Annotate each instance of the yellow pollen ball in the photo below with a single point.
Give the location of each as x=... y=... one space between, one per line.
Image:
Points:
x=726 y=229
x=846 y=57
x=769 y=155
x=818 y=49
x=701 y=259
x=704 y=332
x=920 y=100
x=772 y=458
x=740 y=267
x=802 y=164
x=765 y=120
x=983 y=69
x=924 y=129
---
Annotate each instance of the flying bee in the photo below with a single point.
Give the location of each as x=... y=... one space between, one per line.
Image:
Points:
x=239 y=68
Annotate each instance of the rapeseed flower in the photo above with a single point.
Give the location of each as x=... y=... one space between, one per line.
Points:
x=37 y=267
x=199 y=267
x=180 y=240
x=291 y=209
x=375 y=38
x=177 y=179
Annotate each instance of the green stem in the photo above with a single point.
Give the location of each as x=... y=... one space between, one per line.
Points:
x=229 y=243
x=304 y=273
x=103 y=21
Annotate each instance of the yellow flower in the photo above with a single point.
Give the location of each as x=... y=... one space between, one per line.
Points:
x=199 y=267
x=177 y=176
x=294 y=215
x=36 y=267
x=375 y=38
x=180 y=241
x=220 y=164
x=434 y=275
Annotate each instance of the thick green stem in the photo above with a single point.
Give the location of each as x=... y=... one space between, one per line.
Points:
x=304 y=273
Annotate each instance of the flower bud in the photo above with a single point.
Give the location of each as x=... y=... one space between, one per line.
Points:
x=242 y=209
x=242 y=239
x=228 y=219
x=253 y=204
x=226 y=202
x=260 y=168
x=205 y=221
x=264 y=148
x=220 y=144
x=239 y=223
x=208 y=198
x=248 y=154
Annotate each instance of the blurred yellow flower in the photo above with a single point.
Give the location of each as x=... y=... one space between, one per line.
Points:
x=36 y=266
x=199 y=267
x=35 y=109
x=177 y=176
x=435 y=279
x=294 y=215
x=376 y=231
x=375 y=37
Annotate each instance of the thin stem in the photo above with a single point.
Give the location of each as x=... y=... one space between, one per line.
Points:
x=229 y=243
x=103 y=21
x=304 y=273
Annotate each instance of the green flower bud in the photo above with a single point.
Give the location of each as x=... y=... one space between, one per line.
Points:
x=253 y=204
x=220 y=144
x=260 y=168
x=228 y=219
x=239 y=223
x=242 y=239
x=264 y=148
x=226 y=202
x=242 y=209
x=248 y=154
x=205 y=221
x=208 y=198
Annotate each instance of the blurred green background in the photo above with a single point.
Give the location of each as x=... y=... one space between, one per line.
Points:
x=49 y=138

### WHAT YOU NEED TO DO
Rewrite the records starting at the line that contains "Annotate each instance of the yellow pollen" and ending at the line that contains "x=924 y=129", replacing "pollen ball" with "pollen clump" and leaving everything else unchanged.

### RIGHT ANSWER
Annotate each instance of the yellow pollen clump in the photo below with a single point.
Give the location of each as x=... y=... one space between, one per line.
Image:
Points:
x=726 y=229
x=846 y=57
x=769 y=155
x=818 y=49
x=701 y=259
x=704 y=332
x=920 y=100
x=772 y=458
x=740 y=267
x=802 y=164
x=765 y=120
x=983 y=69
x=924 y=129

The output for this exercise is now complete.